Kutipan Teks:

-*-

Nah kritik utamanya adalah, kalau ngomongin populasi, jangan ngomongin populasi secara umum dong. Populasi kok terus suka ekonomi gitu ya. Nah literatur demographic transition ini ingin bilang, populasi itu, kelompok-kelompok populasi tertentu itu punya dampak atau punya efek yang berbeda kepada ekonomi itu. Nah, sehingga mereka kira-kira munculkan hipotesis kayak gini.
Kalau suatu negara itu demografinya lebih banyak usia produktif, usia muda, nah, itu kecenderungannya bisa membawa dampak yang positif bagi ekonomi. Karena itu menjadi sumber pertumbuhan ekonomi, menjadi sumber konsumsi, menjadi sumber pasar baru tadi. Nah, tapi di sisi lain, kalau misalnya itu sebuah negara itu lebih banyak angka ketergantungannya, populasi yang tua, makanya, atau memiliki populasi yang masih muda yang belum bisa bekerja nah itu bermasalah tuh negara misalnya kayak Jepang nih yang hari ini mengalami aging population gitu ya populasi tuanya itu yang di usia pensiun itu lebih tinggi dari proporsi usia yang produktifnya gitu nah ini menimbulkan problem sehingga Ini kan berada di tengah-tengah nih ya, kalau tadi populasi pasti buruk, yang satu pasti baik, nah yang ini, oh tunggu dulu, populasi yang mana nih? Kalau populasi yang muda ini lebih banyak, dia positif nih.
Kalau populasi yang tua atau yang balita, atau yang di bawah usia produktif itu lebih banyak. itu juga akan membawa dampak yang negatif nah ini kemunculan dari demographic transition yang nanti menimbulkan istilah demografi dividend tadi bonus, kenapa bonus? karena tadi yang ketika suatu negara itu mengalami transisi dimana usia produktifnya lebih banyak proporsinya dibanding yang usia ketergantungan tadi ya, baik yang di bawah 15 tahun maupun yang di atas 64 tahun oke Bu, lalu gimana sih sejarah ada munculnya demografis transisi ini atau DT ya, jadi secara sejarah ya, bagaimana transisi demografi terjadi di negara-negara lain misalnya di Eropa...

-*-

Latihan:
A - Jawablah pertanyaan berikut berdasarkan teks tentang transisi demografi.
(i) Negara apa yang disebut sebagai contoh negara yang hari ini mengalami aging population?
(ii) Batas usia berapa saja yang disebut untuk kelompok usia ketergantungan?
(iii) Menurut teks, negara yang demografinya lebih banyak usia produktif menjadi sumber apa saja?
B - Suntinglah bagian teks tentang transisi demografi di antara "Kalau populasi yang tua" dan "misalnya di Eropa...", termasuk keduanya, dengan mengganti "balita" menjadi "anak-anak".

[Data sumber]
-*-

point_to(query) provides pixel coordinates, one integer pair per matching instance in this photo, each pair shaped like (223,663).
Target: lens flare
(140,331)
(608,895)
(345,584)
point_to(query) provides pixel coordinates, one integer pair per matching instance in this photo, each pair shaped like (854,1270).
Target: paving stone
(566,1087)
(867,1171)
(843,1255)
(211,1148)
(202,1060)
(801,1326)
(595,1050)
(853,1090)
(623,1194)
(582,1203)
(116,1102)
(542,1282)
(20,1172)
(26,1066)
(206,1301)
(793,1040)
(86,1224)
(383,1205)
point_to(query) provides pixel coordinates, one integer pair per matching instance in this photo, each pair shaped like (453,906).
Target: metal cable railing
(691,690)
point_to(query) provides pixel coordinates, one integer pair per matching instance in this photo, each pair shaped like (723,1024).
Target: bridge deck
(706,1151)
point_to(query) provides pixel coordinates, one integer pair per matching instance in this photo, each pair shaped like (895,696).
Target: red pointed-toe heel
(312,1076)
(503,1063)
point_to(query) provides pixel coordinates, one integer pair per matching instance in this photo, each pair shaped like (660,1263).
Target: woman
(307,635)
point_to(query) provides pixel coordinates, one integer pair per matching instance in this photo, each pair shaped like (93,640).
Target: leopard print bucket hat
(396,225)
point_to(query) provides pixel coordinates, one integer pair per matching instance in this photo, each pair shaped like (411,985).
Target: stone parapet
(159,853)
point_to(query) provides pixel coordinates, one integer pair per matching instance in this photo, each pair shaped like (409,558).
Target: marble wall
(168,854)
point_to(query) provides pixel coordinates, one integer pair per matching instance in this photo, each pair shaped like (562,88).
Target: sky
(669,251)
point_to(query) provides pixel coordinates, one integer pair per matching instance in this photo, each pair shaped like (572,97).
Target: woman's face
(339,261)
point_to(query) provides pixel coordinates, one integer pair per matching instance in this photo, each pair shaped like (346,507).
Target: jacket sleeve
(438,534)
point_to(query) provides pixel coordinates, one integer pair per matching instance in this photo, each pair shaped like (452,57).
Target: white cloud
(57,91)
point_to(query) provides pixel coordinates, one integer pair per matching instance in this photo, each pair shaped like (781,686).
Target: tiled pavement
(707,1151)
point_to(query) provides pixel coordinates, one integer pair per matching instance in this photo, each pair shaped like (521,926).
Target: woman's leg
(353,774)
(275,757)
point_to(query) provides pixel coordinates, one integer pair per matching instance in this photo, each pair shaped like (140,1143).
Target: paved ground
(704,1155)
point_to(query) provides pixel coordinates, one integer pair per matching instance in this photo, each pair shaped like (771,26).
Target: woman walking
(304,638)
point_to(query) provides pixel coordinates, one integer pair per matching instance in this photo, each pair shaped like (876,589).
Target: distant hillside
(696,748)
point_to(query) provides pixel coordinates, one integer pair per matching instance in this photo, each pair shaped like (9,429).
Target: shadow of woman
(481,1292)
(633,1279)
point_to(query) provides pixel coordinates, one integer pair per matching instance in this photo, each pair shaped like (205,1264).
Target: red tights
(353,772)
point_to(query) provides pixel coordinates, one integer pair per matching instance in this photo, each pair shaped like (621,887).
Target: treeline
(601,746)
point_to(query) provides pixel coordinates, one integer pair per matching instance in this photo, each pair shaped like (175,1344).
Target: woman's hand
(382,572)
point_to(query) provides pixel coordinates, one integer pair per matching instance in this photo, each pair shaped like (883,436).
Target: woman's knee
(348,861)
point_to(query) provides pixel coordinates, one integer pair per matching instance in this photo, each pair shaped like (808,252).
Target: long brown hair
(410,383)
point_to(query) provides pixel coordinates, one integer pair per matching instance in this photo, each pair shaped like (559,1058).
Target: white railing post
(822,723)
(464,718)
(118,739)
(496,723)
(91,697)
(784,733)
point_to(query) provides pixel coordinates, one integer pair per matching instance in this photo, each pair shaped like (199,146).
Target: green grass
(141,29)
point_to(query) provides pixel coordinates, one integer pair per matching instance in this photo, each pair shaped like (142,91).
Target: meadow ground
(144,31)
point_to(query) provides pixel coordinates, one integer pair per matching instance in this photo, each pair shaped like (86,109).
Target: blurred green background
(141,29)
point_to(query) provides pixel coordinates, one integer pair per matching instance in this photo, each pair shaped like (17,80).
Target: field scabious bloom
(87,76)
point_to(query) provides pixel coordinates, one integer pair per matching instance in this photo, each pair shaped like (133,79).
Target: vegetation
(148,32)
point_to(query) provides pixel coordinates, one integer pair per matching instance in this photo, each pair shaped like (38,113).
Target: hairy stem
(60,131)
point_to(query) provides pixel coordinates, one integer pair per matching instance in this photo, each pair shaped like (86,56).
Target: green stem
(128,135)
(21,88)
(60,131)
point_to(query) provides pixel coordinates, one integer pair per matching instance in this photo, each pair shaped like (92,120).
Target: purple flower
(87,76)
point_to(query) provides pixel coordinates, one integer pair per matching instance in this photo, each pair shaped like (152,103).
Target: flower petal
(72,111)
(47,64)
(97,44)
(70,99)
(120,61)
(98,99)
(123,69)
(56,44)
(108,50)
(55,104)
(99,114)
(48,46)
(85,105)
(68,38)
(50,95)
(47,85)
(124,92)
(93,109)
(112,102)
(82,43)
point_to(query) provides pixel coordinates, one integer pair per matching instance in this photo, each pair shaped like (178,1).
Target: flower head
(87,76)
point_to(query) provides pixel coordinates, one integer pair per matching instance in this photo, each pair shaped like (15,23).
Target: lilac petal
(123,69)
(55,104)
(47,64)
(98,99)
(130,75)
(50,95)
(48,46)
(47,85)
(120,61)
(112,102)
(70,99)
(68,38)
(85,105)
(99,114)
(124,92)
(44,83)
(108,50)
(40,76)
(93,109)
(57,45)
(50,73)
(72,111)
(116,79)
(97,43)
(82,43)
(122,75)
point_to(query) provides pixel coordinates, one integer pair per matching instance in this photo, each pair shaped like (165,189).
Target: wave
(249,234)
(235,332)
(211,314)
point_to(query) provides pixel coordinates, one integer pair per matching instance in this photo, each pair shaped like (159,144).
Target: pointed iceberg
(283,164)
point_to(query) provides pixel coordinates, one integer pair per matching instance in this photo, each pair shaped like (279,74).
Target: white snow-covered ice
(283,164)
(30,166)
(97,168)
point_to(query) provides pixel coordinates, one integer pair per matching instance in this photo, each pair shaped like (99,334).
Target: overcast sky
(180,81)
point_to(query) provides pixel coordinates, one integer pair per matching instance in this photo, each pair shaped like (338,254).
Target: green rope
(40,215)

-*-

Jawaban Berurutan:
A -
(i) Jepang.
(ii) Di bawah 15 tahun dan di atas 64 tahun.
(iii) Sumber pertumbuhan ekonomi, sumber konsumsi, dan sumber pasar baru.

B -
Kalau populasi yang tua atau yang anak-anak, atau yang di bawah usia produktif itu lebih banyak. itu juga akan membawa dampak yang negatif nah ini kemunculan dari demographic transition yang nanti menimbulkan istilah demografi dividend tadi bonus, kenapa bonus? karena tadi yang ketika suatu negara itu mengalami transisi dimana usia produktifnya lebih banyak proporsinya dibanding yang usia ketergantungan tadi ya, baik yang di bawah 15 tahun maupun yang di atas 64 tahun oke Bu, lalu gimana sih sejarah ada munculnya demografis transisi ini atau DT ya, jadi secara sejarah ya, bagaimana transisi demografi terjadi di negara-negara lain misalnya di Eropa...